### WHAT THE TASK REQUIRES
Output the listing lines verbatim, from the line containing "Find the <item>white" through the end of the listing. Omit the pictures.

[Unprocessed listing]

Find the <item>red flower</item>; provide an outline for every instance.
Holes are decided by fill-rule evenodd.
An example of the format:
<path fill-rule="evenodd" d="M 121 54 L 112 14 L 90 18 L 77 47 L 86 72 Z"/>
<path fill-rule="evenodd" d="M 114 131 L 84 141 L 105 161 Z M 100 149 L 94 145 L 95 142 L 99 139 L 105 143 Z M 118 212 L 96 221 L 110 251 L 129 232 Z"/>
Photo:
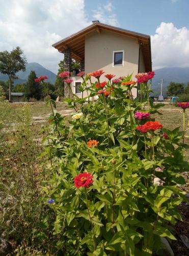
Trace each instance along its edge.
<path fill-rule="evenodd" d="M 96 71 L 94 71 L 91 73 L 92 76 L 96 77 L 96 78 L 99 78 L 100 76 L 104 73 L 103 70 L 97 70 Z"/>
<path fill-rule="evenodd" d="M 164 137 L 164 138 L 166 139 L 166 140 L 169 140 L 169 137 L 167 134 L 167 133 L 164 133 L 163 134 L 163 136 Z"/>
<path fill-rule="evenodd" d="M 131 84 L 135 84 L 137 82 L 135 81 L 128 81 L 128 82 L 123 82 L 121 84 L 124 86 L 130 86 Z"/>
<path fill-rule="evenodd" d="M 93 178 L 93 176 L 89 173 L 85 172 L 83 174 L 79 174 L 73 180 L 75 186 L 77 188 L 79 188 L 81 186 L 89 187 L 94 181 L 92 180 Z"/>
<path fill-rule="evenodd" d="M 38 78 L 36 78 L 35 79 L 35 81 L 38 82 L 39 83 L 41 83 L 41 82 L 43 82 L 43 81 L 45 79 L 47 79 L 48 77 L 47 76 L 41 76 L 40 77 L 38 77 Z"/>
<path fill-rule="evenodd" d="M 85 75 L 85 72 L 84 71 L 82 71 L 80 73 L 78 73 L 77 74 L 77 76 L 84 76 L 84 75 Z"/>
<path fill-rule="evenodd" d="M 108 91 L 106 91 L 105 92 L 104 92 L 103 94 L 105 96 L 108 97 L 110 94 L 110 92 L 109 92 Z"/>
<path fill-rule="evenodd" d="M 105 75 L 104 76 L 107 79 L 111 80 L 113 77 L 115 77 L 116 76 L 116 75 L 111 75 L 111 74 L 107 74 L 107 75 Z"/>
<path fill-rule="evenodd" d="M 177 102 L 177 105 L 183 109 L 187 109 L 189 108 L 189 102 Z"/>
<path fill-rule="evenodd" d="M 68 83 L 68 84 L 70 84 L 72 82 L 73 82 L 73 80 L 71 78 L 70 78 L 69 79 L 64 79 L 64 82 L 66 82 L 66 83 Z"/>
<path fill-rule="evenodd" d="M 89 147 L 93 147 L 93 146 L 97 146 L 99 143 L 99 141 L 96 140 L 90 140 L 87 142 L 87 144 Z"/>
<path fill-rule="evenodd" d="M 137 82 L 142 83 L 144 82 L 147 82 L 148 80 L 153 78 L 153 77 L 155 75 L 154 71 L 150 71 L 147 74 L 145 73 L 139 73 L 135 76 L 136 78 L 138 78 L 137 80 Z"/>
<path fill-rule="evenodd" d="M 62 72 L 59 74 L 59 76 L 61 78 L 69 77 L 70 76 L 70 72 L 69 72 L 68 71 L 64 71 L 64 72 Z"/>
<path fill-rule="evenodd" d="M 106 81 L 100 82 L 100 88 L 103 88 L 104 86 L 106 85 L 107 83 Z M 97 88 L 99 88 L 99 84 L 98 82 L 95 84 L 95 86 Z"/>
<path fill-rule="evenodd" d="M 98 91 L 97 93 L 98 94 L 103 93 L 106 91 L 106 89 L 101 90 L 100 91 Z"/>
<path fill-rule="evenodd" d="M 142 133 L 146 133 L 149 131 L 156 131 L 163 127 L 163 125 L 157 121 L 149 121 L 144 124 L 137 127 L 137 129 Z"/>

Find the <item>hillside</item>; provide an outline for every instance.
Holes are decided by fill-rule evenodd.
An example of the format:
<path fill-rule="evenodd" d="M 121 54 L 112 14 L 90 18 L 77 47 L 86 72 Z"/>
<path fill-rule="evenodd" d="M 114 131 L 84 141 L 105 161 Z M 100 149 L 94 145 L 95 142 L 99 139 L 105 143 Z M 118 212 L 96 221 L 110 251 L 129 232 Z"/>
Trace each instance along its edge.
<path fill-rule="evenodd" d="M 189 68 L 164 68 L 155 70 L 155 73 L 152 88 L 156 96 L 160 94 L 162 78 L 164 96 L 166 94 L 167 88 L 170 82 L 183 82 L 185 84 L 189 82 Z M 158 83 L 160 84 L 158 85 Z"/>
<path fill-rule="evenodd" d="M 20 71 L 17 73 L 17 75 L 19 78 L 15 79 L 14 81 L 14 84 L 20 83 L 23 82 L 25 82 L 28 80 L 28 77 L 31 71 L 34 70 L 36 74 L 36 76 L 38 77 L 41 75 L 47 76 L 48 79 L 46 81 L 54 83 L 55 82 L 56 75 L 50 70 L 45 69 L 43 66 L 36 62 L 29 63 L 26 68 L 25 71 L 23 72 Z M 8 79 L 7 75 L 4 75 L 0 73 L 0 80 L 7 81 Z"/>

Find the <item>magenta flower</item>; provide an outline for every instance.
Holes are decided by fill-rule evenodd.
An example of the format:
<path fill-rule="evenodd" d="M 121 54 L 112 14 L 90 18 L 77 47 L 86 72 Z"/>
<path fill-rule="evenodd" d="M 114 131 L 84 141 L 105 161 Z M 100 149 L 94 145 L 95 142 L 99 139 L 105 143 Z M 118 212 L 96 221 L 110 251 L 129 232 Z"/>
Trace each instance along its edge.
<path fill-rule="evenodd" d="M 177 105 L 183 109 L 189 108 L 189 102 L 177 102 Z"/>
<path fill-rule="evenodd" d="M 68 83 L 68 84 L 70 84 L 72 82 L 73 82 L 73 80 L 71 78 L 64 80 L 64 82 L 66 82 L 66 83 Z"/>
<path fill-rule="evenodd" d="M 112 80 L 112 82 L 113 83 L 118 83 L 118 82 L 121 82 L 121 80 L 119 78 L 115 78 L 115 79 Z"/>
<path fill-rule="evenodd" d="M 134 116 L 138 119 L 147 119 L 150 117 L 149 113 L 140 112 L 139 111 L 137 111 Z"/>
<path fill-rule="evenodd" d="M 64 71 L 59 74 L 59 77 L 61 78 L 65 78 L 65 77 L 69 77 L 70 76 L 70 72 L 68 71 Z"/>

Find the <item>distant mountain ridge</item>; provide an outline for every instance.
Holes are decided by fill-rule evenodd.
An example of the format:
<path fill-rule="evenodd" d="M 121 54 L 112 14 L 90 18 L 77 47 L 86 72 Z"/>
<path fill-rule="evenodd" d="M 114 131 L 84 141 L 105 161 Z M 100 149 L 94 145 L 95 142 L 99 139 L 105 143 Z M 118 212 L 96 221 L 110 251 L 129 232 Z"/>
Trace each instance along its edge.
<path fill-rule="evenodd" d="M 45 69 L 42 66 L 40 65 L 40 64 L 39 64 L 39 63 L 31 62 L 27 65 L 25 71 L 24 72 L 19 71 L 17 73 L 18 79 L 15 79 L 14 81 L 14 84 L 27 81 L 28 76 L 32 70 L 35 72 L 37 77 L 41 76 L 47 76 L 48 79 L 46 81 L 50 82 L 51 83 L 55 83 L 57 76 L 55 74 L 50 70 Z M 4 75 L 0 73 L 0 80 L 5 81 L 7 81 L 8 79 L 7 75 Z"/>
<path fill-rule="evenodd" d="M 155 73 L 152 89 L 155 96 L 160 95 L 161 79 L 163 79 L 163 94 L 164 96 L 166 96 L 167 87 L 171 82 L 183 83 L 185 86 L 189 82 L 189 67 L 164 68 L 155 70 Z"/>

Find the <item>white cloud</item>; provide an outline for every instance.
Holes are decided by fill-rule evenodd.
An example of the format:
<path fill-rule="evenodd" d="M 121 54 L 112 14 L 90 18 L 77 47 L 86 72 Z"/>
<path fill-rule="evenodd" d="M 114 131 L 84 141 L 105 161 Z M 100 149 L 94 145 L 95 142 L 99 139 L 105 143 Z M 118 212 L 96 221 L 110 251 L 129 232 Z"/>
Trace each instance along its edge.
<path fill-rule="evenodd" d="M 189 67 L 189 30 L 162 22 L 151 36 L 153 67 Z"/>
<path fill-rule="evenodd" d="M 118 26 L 119 22 L 116 15 L 114 12 L 114 6 L 111 2 L 106 5 L 101 5 L 93 10 L 93 17 L 102 23 Z"/>
<path fill-rule="evenodd" d="M 63 55 L 51 45 L 88 26 L 84 0 L 0 0 L 0 51 L 19 46 L 28 61 L 57 72 Z"/>

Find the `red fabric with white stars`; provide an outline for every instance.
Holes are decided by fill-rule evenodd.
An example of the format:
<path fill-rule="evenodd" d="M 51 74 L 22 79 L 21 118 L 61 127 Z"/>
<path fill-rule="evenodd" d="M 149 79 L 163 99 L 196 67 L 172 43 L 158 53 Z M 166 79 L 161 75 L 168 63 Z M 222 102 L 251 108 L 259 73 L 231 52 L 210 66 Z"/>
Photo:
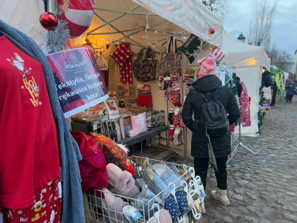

### REPLY
Find the <item>white cloud</item>; provide an outline for every instance.
Holes are decided by fill-rule evenodd.
An example of the format:
<path fill-rule="evenodd" d="M 121 54 L 112 14 L 90 18 L 77 47 L 86 72 Z"/>
<path fill-rule="evenodd" d="M 114 131 L 84 141 L 105 161 Z M 100 149 L 94 145 L 95 142 L 99 139 L 105 143 Z M 118 212 L 96 221 L 110 251 L 129 232 Z"/>
Trace each instance along its edge.
<path fill-rule="evenodd" d="M 189 67 L 189 30 L 162 22 L 151 36 L 153 67 Z"/>
<path fill-rule="evenodd" d="M 118 26 L 119 22 L 116 15 L 114 12 L 114 6 L 111 2 L 106 5 L 101 5 L 93 10 L 93 17 L 102 23 Z"/>
<path fill-rule="evenodd" d="M 63 55 L 51 45 L 88 26 L 84 0 L 0 0 L 0 51 L 19 46 L 28 61 L 57 72 Z"/>

Find the `red fabric with white stars`; provide an outline for every instance.
Holes are decided by fill-rule evenodd.
An example of the format:
<path fill-rule="evenodd" d="M 51 74 L 22 79 L 21 118 L 61 127 Z"/>
<path fill-rule="evenodd" d="M 149 79 L 163 99 L 196 67 L 172 43 L 158 53 Z M 166 79 L 161 75 L 168 63 Z M 222 102 L 251 108 L 259 73 L 231 52 L 210 66 Z"/>
Photo:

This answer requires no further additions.